◆ **SELECTED TEXT**:
□ □ □ □ □

Okay, I'm still not sure how to fix this, but it's definitely a problem with the process where configure-ovs tears down the old bridge and replaces it with a new one. The node initiallly comes up with the correct address, but after NetworkManager is restarted it seems to revert the interface to DHCP. I'm going to have to ask for help from the NetworkManager and/or SDN teams to figure this out.

Comment 17 Adina Wolff 2022-01-23 13:41:13 UTC
This has been reproduced today on real baremetal

Comment 18 Bob Fournier 2022-01-25 17:16:01 UTC
Changing component to SDN.

Comment 19 Jaime Caamaño Ruiz 2022-01-27 16:01:38 UTC
@bnemec

There is two interfaces on the node: enp1s0 and enp2s0

There is a NM connection profile 60ed6e8e-7990-4691-b563-dad469da1faf for enp2s0 to configure static ip.

The node is booted with karg ip=dhcp, which will cause generation of profile fb66f30a-840d-4bc4-aad8-8e3642322600 to configure *ANY* interface with dhcp.

This means that enp2s0 can be indistinctly activated with profile 60ed6e8e-7990-4691-b563-dad469da1faf or fb66f30a-840d-4bc4-aad8-8e3642322600.

□ □ □ □ □

◆ **PROVIDED MATERIAL**:
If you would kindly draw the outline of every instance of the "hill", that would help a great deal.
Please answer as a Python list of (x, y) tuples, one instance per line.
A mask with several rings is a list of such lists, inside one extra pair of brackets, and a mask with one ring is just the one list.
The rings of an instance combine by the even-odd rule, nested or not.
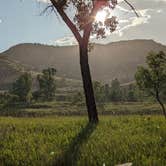
[[(118, 78), (122, 83), (133, 81), (136, 68), (145, 63), (149, 51), (166, 52), (166, 46), (153, 40), (131, 40), (94, 44), (89, 61), (93, 80), (109, 82)], [(10, 84), (25, 70), (40, 72), (55, 67), (58, 76), (80, 79), (78, 46), (46, 46), (19, 44), (0, 54), (0, 85)]]

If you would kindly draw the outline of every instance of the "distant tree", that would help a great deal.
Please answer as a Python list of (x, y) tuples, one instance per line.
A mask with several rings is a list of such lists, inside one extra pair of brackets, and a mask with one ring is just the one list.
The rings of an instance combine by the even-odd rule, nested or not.
[[(127, 0), (124, 1), (134, 10), (134, 7)], [(111, 16), (110, 13), (116, 7), (117, 0), (50, 0), (50, 2), (51, 5), (46, 9), (51, 7), (52, 11), (56, 10), (78, 41), (89, 122), (96, 123), (98, 122), (98, 114), (88, 62), (89, 38), (91, 34), (96, 35), (97, 38), (104, 38), (106, 31), (115, 31), (118, 22), (116, 17)], [(72, 7), (72, 14), (66, 12), (69, 7)], [(103, 8), (108, 9), (107, 18), (104, 22), (97, 22), (95, 20), (96, 14)]]
[(105, 93), (104, 93), (103, 85), (98, 81), (94, 81), (93, 82), (93, 89), (94, 89), (96, 102), (103, 103), (105, 100)]
[(114, 102), (121, 101), (122, 99), (120, 82), (117, 78), (111, 82), (110, 99)]
[(29, 103), (32, 99), (32, 76), (22, 74), (12, 85), (11, 94), (17, 95), (19, 101)]
[(11, 104), (18, 101), (19, 98), (17, 95), (13, 95), (9, 92), (0, 93), (0, 108), (10, 106)]
[(83, 96), (82, 92), (78, 91), (73, 95), (73, 97), (72, 97), (73, 104), (82, 104), (84, 102), (85, 102), (85, 100), (84, 100), (84, 96)]
[(130, 84), (128, 87), (127, 101), (130, 101), (130, 102), (137, 101), (136, 88), (133, 84)]
[(42, 74), (37, 76), (39, 82), (38, 96), (40, 95), (44, 100), (52, 100), (55, 97), (56, 81), (55, 76), (56, 69), (48, 68), (42, 71)]
[(154, 96), (161, 105), (166, 118), (166, 110), (161, 100), (161, 94), (166, 88), (166, 54), (151, 52), (146, 59), (147, 67), (140, 66), (137, 69), (135, 78), (141, 90)]

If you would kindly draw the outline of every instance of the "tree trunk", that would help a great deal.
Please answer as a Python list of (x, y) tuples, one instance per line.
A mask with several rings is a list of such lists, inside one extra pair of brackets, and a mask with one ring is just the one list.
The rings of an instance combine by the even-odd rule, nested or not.
[(156, 98), (157, 98), (157, 101), (159, 102), (159, 104), (161, 105), (161, 108), (162, 108), (163, 114), (164, 114), (165, 119), (166, 119), (166, 110), (165, 110), (164, 104), (162, 103), (162, 101), (161, 101), (160, 96), (159, 96), (158, 93), (156, 94)]
[(98, 113), (96, 109), (93, 85), (88, 63), (88, 48), (86, 46), (79, 46), (80, 49), (80, 67), (83, 80), (84, 94), (86, 98), (86, 106), (88, 111), (89, 122), (98, 122)]

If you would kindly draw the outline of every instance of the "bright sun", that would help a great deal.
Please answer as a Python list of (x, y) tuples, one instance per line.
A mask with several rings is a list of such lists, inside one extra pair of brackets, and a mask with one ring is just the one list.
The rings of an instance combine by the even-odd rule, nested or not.
[(105, 10), (101, 10), (96, 14), (95, 20), (97, 22), (104, 22), (107, 16), (107, 12)]

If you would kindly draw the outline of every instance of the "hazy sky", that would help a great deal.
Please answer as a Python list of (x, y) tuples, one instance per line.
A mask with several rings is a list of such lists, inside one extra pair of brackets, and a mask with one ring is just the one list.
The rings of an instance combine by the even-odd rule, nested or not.
[[(75, 43), (70, 30), (55, 13), (40, 16), (46, 1), (0, 0), (0, 52), (19, 43)], [(136, 18), (129, 7), (120, 1), (114, 11), (119, 18), (118, 29), (100, 42), (153, 39), (166, 44), (166, 0), (130, 0), (140, 18)]]

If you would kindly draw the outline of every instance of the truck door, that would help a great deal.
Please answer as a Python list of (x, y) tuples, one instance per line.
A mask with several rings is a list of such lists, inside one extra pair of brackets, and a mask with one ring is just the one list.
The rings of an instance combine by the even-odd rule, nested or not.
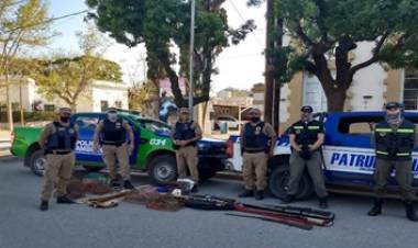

□ □ □ □ □

◆ **GIVEN INSTRUCTION A**:
Please reproduce the passage of the bug thread from "Okay, I'm still" up to and including "configure static ip.".
◆ **GIVEN INSTRUCTION B**:
For each statement, say yes or no depending on whether the bug thread agrees with it, and quote the words of the thread that decide it.
(i) The node has two interfaces, enp1s0 and enp2s0.
(ii) The problem was reproduced on a virtual machine.
(iii) The node is booted with the kernel argument ip=dhcp.
◆ **GIVEN INSTRUCTION C**:
In the bug thread, what component was the report changed to?
Answer from the bug thread alone, not from the entries.

◆ **FINISHED ANSWER A**:
Okay, I'm still not sure how to fix this, but it's definitely a problem with the process where configure-ovs tears down the old bridge and replaces it with a new one. The node initiallly comes up with the correct address, but after NetworkManager is restarted it seems to revert the interface to DHCP. I'm going to have to ask for help from the NetworkManager and/or SDN teams to figure this out.

Comment 17 Adina Wolff 2022-01-23 13:41:13 UTC
This has been reproduced today on real baremetal

Comment 18 Bob Fournier 2022-01-25 17:16:01 UTC
Changing component to SDN.

Comment 19 Jaime Caamaño Ruiz 2022-01-27 16:01:38 UTC
@bnemec

There is two interfaces on the node: enp1s0 and enp2s0

There is a NM connection profile 60ed6e8e-7990-4691-b563-dad469da1faf for enp2s0 to configure static ip.

◆ **FINISHED ANSWER B**:
(i) Yes: "There is two interfaces on the node: enp1s0 and enp2s0"
(ii) No: "This has been reproduced today on real baremetal"
(iii) Yes: "The node is booted with karg ip=dhcp"

◆ **FINISHED ANSWER C**:
SDN.